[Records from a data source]
┌──

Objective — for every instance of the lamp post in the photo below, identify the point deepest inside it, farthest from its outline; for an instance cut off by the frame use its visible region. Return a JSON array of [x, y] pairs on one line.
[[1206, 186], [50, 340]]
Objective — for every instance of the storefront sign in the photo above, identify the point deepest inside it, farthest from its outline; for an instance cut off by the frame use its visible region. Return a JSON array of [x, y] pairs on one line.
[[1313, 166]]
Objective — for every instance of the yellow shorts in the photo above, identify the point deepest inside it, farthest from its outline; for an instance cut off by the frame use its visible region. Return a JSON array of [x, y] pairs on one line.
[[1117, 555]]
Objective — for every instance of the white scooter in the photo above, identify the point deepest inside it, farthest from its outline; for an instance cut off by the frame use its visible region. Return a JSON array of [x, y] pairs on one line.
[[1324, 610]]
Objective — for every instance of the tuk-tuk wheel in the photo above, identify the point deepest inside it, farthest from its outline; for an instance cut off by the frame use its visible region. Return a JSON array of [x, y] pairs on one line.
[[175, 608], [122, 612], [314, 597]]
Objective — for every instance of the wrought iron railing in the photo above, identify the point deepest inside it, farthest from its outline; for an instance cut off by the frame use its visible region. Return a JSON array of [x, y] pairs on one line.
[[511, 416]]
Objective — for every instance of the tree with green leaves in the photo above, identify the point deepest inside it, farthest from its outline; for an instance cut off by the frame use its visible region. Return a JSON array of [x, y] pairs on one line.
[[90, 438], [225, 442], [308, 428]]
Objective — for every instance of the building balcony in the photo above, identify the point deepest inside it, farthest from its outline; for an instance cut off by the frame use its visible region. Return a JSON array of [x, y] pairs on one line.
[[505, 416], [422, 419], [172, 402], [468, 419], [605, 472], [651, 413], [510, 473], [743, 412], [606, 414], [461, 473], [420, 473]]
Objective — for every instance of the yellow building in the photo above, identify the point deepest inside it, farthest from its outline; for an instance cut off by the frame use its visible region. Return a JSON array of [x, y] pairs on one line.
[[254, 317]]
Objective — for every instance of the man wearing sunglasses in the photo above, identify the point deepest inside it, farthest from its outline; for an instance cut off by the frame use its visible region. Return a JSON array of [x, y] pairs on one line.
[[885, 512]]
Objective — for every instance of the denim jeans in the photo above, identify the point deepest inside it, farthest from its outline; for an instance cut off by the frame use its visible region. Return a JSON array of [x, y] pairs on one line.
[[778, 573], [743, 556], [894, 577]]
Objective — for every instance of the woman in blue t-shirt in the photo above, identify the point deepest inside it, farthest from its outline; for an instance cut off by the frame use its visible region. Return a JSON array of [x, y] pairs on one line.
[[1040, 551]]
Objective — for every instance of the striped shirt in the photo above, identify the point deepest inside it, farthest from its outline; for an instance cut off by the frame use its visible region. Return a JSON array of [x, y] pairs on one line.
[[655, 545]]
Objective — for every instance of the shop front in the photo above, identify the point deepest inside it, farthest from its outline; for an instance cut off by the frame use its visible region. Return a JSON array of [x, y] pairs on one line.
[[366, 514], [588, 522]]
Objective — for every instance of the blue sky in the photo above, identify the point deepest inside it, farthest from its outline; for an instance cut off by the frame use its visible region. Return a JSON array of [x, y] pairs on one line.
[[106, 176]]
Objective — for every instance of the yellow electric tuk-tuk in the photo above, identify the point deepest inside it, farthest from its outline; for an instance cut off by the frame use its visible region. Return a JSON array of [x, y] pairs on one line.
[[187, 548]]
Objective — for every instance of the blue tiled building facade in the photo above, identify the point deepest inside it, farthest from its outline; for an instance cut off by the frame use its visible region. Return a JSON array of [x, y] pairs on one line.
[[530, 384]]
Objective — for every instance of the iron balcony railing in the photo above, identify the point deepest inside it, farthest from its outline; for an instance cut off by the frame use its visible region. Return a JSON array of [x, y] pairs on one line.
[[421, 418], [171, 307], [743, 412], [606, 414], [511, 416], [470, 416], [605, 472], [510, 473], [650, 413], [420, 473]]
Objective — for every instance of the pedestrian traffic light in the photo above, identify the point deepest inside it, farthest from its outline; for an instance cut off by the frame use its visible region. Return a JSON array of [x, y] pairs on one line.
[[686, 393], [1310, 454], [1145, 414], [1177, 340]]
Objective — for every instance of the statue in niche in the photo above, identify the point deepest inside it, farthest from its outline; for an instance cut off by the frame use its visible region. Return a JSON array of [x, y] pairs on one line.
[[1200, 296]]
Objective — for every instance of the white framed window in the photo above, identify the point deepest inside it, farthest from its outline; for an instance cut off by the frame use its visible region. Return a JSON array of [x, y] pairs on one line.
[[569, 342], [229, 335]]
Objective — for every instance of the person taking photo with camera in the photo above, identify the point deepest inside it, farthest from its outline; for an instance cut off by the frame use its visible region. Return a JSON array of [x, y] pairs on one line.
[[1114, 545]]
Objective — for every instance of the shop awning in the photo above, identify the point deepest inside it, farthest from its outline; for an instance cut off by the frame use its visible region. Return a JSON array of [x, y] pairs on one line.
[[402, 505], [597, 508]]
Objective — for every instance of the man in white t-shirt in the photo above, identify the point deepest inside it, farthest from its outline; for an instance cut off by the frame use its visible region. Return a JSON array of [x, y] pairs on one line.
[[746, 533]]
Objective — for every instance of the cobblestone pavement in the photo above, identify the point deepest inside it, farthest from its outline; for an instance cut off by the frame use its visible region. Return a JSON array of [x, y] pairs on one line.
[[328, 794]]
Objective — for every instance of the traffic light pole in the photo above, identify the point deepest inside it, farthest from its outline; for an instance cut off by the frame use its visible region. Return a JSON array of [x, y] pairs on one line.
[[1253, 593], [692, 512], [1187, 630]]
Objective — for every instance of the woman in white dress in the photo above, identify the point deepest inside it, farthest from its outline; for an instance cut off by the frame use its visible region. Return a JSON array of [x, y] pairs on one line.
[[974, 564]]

└──

PROMPT: Without altering a single word, transcribe the entries above.

TASK SOLUTION:
Objective — for every instance of the lamp post in the photo below, identify the point deepest inside it, farthest from its outline; for an instance cut off by the frame use its visible region. Return a JSON array of [x, y] pairs on one line.
[[1206, 186], [50, 340]]
Objective — for every instance of the storefront sign in the photo above, identify the point deepest inside it, farthest from its outline; for an instance cut off by the frame use its visible region. Return a JSON array of [x, y] pairs on one line.
[[1313, 166]]
Objective — for every instance of the yellow shorts in the photo above, identify the point deepest inside it, farthest from its outline; for an instance cut off by the frame use its visible region. Return a JSON array of [x, y] pairs on one line.
[[1117, 555]]
Objective — for every instance of the white scooter in the photo above, identify the point deepest inside it, farthest from its outline; for an instance cut off by the frame use its visible region. Return a JSON array of [x, y] pairs on one line.
[[1324, 610]]
Objective — for every instance of the tuk-tuk wheel in the photo above, identify the point deepest inside it, farthest from its outline; for an instance cut off by the frame use its visible region. Return a JSON array of [x, y] pairs on one line.
[[175, 608], [122, 612], [314, 597]]
Objective — for every instance of the wrought iron railing in the photo above, identify the point deepest inside it, farthest from its outline; for an instance cut off by the frame use its visible region. Return a JSON array of [x, y] pairs on one line.
[[511, 416]]
Objective — for every instance of the tree with green leaves in the photo above, identify the point deepest inside it, farthest from its outline; for an instance cut off by the frame use its visible region. Return a JSON array of [x, y] pairs on one line.
[[90, 438], [225, 442], [308, 428]]
Objective — for every instance of the building balcony in the photo above, identify the point deepest inside it, farthest from its outline; for an instance cut off by the frame use its visible region. Return a JSON array of [x, y] pairs on one line.
[[505, 416], [422, 419], [172, 402], [468, 419], [605, 472], [651, 413], [510, 473], [743, 412], [606, 414], [461, 473], [420, 473]]
Objective — for every instance of the yellow building in the photo above, identify the point deepest inside it, farthest from its outline; for an instance cut off by the frame use its visible region. Return a JSON array of [x, y] pairs on one line.
[[254, 317]]
Objective — for every instance of the man wearing sunglasses in the photo above, identify the point deepest inside it, farthest from its outline; for an instance cut off by the frame use its visible region. Return a JSON array of [x, y] pairs on one line.
[[885, 512]]
Objective — for every instance of the denim jeans in the photo above, identify the point deepest inside it, farthest from its outline; for an instance cut off by the frame use its visible region. Return a JSON array of [x, y] pairs on one line.
[[778, 573], [743, 556], [894, 577]]
Objective — for every instance of the woman in blue t-shirt in the photo above, identify the point deepest inside it, farthest from its outline; for an instance cut off by the frame use its visible region. Return a JSON array of [x, y] pairs on one line.
[[1040, 551]]
Objective — for every instance of the striped shirt in the photo above, identify the point deepest inside it, farthest from its outline; for an instance cut off by the frame use its visible region. Return a JSON array of [x, y] pairs on one line.
[[655, 545]]
Objective — for every instance of the shop front in the photo above, identify the point deepest inside it, farthest from its outline; for an instance cut off by the frame use its visible region. Return a JSON array of [x, y] pairs on one line.
[[366, 514], [588, 522]]
Objective — for every instance of the blue sky in the photo above, identify the point deepest inside it, farthest from its outline; for an instance cut off by the frame use its visible region. Return a JSON array of [x, y] pairs on one line.
[[106, 176]]
Objective — for every instance of the yellow electric tuk-tuk in the photo above, identify the point deepest inside it, farthest from its outline; for an instance cut off by the frame use its visible region. Return a JSON array of [x, y] pairs on one line.
[[187, 548]]
Objective — for every instance of the blue tiled building facade in the photo above, identify the point deepest inside it, farthest from its outline; for an instance cut off by the frame use its visible region. Return a JSON array of [x, y] pairs on one line.
[[530, 384]]
Objective — for every instance of the iron balcony railing in the photo above, identify the point deepest inside it, farthest from its outline; for an instance cut off by the frame use its visible region. Return a JSON array of [x, y] pairs on one line.
[[421, 418], [171, 307], [743, 412], [606, 414], [511, 416], [470, 416], [605, 472], [510, 473], [650, 413], [420, 473]]
Objective — for every instance of the pedestrian traffic light in the photo above, identify the point deepest inside it, farthest from its outline; for an instance cut off by the frame use its visible region. Return a JSON array of [x, y] pairs on one line.
[[686, 393], [1310, 454], [1145, 414], [1177, 340]]
Objective — for every instance of the statue in niche in the photo above, identify the point deepest inside it, farthest from its outline; for an instance cut off by the frame use its visible region. Return a JSON array of [x, y] pairs on one line.
[[1200, 296]]
Objective — for every instance of the white framed window in the photo above, identify the point deepest inside it, farthest from its outline; for an instance cut off by the frame use its visible region. Return a JSON array of [x, y] pairs on one line.
[[569, 342], [229, 335]]
Objective — for every instance of the person taking photo with camera in the photo above, identify the point deepest inside it, farthest from its outline; for an instance cut off by the frame use its visible region. Return a JSON array of [x, y] pairs on one line.
[[1114, 545]]
Objective — for every instance of the shop awning in the photo above, identify the point deepest inside it, farthest from its outline; for an instance cut off by the frame use its visible region. Return a JSON array of [x, y] pairs on one line.
[[402, 505], [597, 508]]
Objective — for every instance of the man in white t-shirt in the photo above, identify the point deepest inside it, farthest from its outline; for an instance cut off by the frame use its visible region. Return a JSON array of [x, y] pairs on one line.
[[746, 533]]
Objective — for every instance of the cobblestone pavement in the photo above, identify the point deepest inside it, farthest from its outline; for an instance cut off by the frame use its visible region. Return a JSON array of [x, y] pairs on one line.
[[328, 794]]
Objective — for every instance of the traffic light pole in the photo above, identify the point deepest inside it, farthest from its outline; for an instance cut off by the frame use its visible region. Return a JSON array of [x, y] pairs on one line.
[[1253, 593], [692, 512], [1187, 630]]
Objective — for every instance of the woman in white dress in the photo above, identify the point deepest inside it, farthest from its outline; for an instance cut off by the frame use its visible region. Return a JSON array of [x, y] pairs on one line.
[[974, 564]]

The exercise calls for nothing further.